Review by Jessica Carr

There is an intense anger brewing under the surface of Wayne Wang’s Coming Home Again. You can feel it even in the opening shot as Chang-Rae Lee (Justin Chon) runs up a hill. The camera is positioned far away at the top of the hill. As Rae gets closer to the camera, we realize he is sobbing. He pauses halfway up and screams out. Then it cuts to black. 

The unease and tension just increases from there. Coming Home Again is based off of a 1995 New Yorker essay written by Korean-American novelist Chang-Rae Lee. Rae quit his job and moved back home when his mom was diagnosed with stomach cancer. The film focuses on the relationship between Rae and his mom as he tries to cook all the traditional Korean dishes she used to make him when he was young. Rae becomes his mom’s sole caretaker, making sure that her feeding tube is working properly and that she is as comfortable as possible. But he isn’t happy to be the dutiful son; instead, he seems resentful. As the movie progresses, we find out that his parents sent him to boarding school and he has resented them ever since.

* Questions to answer
• 1. Please reproduce the part of the Coming Home Again review starting at "The unease and" and ending at "them ever since.".
• 2. Answer these questions using the Coming Home Again review:
(a) Which actor plays Chang-Rae Lee?
(b) In what year was the New Yorker essay published?
(c) Where did Rae's parents send him?
The data after this review can be left aside.

Collection entries:
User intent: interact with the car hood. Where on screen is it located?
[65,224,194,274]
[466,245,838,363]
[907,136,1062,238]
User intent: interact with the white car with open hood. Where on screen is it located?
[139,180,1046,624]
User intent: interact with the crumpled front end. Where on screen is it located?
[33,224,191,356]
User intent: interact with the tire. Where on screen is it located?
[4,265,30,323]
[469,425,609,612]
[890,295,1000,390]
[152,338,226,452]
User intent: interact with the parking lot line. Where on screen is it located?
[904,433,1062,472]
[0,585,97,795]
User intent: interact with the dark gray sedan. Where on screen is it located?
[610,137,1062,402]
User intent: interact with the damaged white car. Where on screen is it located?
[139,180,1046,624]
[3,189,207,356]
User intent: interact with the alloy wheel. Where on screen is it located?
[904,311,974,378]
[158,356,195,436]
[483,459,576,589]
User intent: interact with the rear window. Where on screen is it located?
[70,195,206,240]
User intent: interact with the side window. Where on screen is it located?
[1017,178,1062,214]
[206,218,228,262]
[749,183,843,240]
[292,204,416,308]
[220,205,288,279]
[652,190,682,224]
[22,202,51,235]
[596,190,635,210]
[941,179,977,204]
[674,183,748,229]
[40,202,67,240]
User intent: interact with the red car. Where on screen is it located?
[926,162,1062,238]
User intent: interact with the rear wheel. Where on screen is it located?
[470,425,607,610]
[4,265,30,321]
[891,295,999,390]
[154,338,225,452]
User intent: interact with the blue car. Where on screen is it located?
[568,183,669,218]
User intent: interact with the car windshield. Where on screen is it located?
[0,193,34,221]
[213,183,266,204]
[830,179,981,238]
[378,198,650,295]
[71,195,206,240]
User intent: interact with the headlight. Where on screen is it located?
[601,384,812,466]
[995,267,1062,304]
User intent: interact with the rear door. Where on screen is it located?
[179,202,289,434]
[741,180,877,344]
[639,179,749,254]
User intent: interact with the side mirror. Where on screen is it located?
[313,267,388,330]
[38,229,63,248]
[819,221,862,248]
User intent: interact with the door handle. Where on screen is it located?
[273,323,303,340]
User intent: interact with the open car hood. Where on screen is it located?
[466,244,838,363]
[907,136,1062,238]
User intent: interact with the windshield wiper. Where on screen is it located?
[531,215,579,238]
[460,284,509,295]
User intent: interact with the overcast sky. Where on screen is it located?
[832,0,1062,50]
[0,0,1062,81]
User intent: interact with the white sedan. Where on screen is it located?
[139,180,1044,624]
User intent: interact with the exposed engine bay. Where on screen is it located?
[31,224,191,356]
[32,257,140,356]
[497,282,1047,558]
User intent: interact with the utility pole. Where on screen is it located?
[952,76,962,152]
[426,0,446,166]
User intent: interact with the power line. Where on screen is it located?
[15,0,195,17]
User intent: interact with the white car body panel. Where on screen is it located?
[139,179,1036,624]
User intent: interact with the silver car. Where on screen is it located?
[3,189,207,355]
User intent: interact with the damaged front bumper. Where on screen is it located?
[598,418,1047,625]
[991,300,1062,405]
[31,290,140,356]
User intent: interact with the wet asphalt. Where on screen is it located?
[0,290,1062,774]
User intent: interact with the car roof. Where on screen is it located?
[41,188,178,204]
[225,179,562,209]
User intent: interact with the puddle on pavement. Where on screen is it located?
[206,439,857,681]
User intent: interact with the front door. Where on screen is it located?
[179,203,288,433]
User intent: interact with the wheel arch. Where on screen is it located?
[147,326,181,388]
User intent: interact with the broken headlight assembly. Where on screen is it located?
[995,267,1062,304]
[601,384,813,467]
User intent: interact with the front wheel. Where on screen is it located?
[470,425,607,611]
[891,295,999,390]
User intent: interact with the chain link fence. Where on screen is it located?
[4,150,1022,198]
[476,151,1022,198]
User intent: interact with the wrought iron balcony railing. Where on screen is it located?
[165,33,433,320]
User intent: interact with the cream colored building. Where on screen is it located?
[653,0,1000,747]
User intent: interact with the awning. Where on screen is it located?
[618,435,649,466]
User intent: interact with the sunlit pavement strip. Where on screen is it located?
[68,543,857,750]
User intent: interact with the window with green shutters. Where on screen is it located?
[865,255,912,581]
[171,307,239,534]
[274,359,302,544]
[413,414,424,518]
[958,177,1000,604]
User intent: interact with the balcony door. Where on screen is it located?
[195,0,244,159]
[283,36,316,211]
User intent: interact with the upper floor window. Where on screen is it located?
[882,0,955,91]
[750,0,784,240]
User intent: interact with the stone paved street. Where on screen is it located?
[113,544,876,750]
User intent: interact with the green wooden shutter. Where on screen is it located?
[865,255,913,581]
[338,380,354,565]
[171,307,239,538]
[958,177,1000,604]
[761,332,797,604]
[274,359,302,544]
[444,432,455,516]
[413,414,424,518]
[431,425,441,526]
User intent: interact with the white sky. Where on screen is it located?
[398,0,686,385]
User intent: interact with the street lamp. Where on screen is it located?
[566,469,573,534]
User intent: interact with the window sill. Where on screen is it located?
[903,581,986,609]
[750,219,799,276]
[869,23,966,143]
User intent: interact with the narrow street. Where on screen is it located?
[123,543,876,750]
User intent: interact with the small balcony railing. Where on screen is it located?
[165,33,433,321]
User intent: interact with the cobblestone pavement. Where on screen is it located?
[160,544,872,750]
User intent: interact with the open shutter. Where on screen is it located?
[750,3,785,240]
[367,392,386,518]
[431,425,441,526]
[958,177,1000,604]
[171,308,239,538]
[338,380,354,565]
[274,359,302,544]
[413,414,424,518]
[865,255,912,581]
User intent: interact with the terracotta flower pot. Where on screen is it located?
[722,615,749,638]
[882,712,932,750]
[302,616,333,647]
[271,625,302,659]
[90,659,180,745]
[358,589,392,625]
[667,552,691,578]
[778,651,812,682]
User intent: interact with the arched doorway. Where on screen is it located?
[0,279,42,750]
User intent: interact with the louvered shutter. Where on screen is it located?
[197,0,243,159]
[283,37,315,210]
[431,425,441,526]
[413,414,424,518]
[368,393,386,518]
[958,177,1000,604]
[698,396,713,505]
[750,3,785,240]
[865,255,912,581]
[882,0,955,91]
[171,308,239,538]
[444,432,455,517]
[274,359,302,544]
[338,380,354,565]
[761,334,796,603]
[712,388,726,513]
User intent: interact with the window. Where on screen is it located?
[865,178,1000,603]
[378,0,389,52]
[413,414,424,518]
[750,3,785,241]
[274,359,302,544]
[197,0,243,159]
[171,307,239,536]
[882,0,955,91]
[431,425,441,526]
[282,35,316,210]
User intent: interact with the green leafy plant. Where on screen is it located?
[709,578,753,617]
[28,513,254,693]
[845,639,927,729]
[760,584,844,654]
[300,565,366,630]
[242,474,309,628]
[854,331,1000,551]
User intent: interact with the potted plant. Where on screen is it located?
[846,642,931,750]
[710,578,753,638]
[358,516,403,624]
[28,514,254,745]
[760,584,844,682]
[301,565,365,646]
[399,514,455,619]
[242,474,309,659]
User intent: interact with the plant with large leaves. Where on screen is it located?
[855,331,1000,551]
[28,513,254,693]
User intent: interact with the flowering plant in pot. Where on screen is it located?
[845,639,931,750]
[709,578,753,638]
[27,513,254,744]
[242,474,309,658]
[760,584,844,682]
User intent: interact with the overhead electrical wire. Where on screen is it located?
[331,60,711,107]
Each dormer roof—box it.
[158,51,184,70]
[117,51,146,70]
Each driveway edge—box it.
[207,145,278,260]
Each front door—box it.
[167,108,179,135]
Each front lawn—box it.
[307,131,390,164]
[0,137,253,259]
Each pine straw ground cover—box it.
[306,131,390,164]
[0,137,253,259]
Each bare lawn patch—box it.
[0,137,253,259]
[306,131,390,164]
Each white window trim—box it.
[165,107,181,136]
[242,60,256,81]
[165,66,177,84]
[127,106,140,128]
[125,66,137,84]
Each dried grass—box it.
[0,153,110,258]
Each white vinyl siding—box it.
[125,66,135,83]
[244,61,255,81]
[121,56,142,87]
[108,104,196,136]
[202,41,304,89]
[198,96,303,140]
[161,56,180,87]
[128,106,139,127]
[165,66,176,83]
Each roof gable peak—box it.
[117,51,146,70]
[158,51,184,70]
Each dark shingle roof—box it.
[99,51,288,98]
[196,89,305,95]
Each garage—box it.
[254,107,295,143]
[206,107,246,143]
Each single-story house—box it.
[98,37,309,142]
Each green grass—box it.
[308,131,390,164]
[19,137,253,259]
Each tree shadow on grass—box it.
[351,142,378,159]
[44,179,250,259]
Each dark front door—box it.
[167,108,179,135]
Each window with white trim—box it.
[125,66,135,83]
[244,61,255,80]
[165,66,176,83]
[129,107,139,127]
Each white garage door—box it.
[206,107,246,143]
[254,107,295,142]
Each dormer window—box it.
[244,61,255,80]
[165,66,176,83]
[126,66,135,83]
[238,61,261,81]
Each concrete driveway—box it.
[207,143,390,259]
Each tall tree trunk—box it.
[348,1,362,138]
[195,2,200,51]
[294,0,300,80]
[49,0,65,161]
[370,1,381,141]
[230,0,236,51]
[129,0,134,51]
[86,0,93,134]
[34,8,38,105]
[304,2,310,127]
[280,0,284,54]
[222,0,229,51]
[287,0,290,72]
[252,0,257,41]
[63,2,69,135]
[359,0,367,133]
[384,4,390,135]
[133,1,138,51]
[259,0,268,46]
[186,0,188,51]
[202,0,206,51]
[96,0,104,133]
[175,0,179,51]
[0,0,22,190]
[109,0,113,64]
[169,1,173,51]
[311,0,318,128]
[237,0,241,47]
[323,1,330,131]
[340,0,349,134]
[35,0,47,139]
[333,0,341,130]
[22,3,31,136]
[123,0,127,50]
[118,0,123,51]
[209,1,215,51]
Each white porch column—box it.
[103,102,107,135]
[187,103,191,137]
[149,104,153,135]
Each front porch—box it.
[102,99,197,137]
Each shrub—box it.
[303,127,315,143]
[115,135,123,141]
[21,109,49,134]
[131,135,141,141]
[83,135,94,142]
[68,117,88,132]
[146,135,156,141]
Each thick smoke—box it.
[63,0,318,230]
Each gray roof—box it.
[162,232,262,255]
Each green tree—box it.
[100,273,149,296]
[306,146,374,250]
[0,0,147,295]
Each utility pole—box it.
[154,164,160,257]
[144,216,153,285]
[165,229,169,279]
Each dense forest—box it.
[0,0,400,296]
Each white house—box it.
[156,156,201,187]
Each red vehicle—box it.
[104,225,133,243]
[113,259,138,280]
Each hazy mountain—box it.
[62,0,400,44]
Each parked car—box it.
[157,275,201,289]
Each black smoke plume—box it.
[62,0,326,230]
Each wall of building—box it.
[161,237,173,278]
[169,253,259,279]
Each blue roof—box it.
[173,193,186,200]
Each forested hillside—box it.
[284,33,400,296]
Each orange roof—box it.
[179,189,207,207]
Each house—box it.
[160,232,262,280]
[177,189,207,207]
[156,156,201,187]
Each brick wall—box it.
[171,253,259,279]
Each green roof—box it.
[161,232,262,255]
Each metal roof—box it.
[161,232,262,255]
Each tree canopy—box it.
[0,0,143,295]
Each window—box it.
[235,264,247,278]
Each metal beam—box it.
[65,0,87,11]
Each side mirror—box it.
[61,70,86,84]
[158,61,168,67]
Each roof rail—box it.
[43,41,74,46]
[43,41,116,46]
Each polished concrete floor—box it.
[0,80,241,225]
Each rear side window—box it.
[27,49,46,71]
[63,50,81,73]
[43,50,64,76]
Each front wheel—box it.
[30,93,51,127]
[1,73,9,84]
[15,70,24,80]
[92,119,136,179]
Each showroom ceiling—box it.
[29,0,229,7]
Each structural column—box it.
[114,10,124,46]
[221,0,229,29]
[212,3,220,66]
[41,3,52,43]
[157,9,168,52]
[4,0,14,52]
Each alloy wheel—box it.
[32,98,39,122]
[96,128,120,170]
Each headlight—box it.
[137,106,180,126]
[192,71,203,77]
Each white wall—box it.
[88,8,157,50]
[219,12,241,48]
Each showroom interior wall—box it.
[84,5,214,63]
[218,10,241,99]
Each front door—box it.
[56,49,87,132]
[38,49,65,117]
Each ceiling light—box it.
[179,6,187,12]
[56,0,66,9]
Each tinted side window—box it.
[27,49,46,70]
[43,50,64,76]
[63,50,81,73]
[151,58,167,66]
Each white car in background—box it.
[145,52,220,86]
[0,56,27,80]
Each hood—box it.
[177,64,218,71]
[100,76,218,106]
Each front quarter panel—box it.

* Answers for this exercise
• 1.
The unease and tension just increases from there. Coming Home Again is based off of a 1995 New Yorker essay written by Korean-American novelist Chang-Rae Lee. Rae quit his job and moved back home when his mom was diagnosed with stomach cancer. The film focuses on the relationship between Rae and his mom as he tries to cook all the traditional Korean dishes she used to make him when he was young. Rae becomes his mom’s sole caretaker, making sure that her feeding tube is working properly and that she is as comfortable as possible. But he isn’t happy to be the dutiful son; instead, he seems resentful. As the movie progresses, we find out that his parents sent him to boarding school and he has resented them ever since.

• 2.
(a) Justin Chon
(b) 1995
(c) To boarding school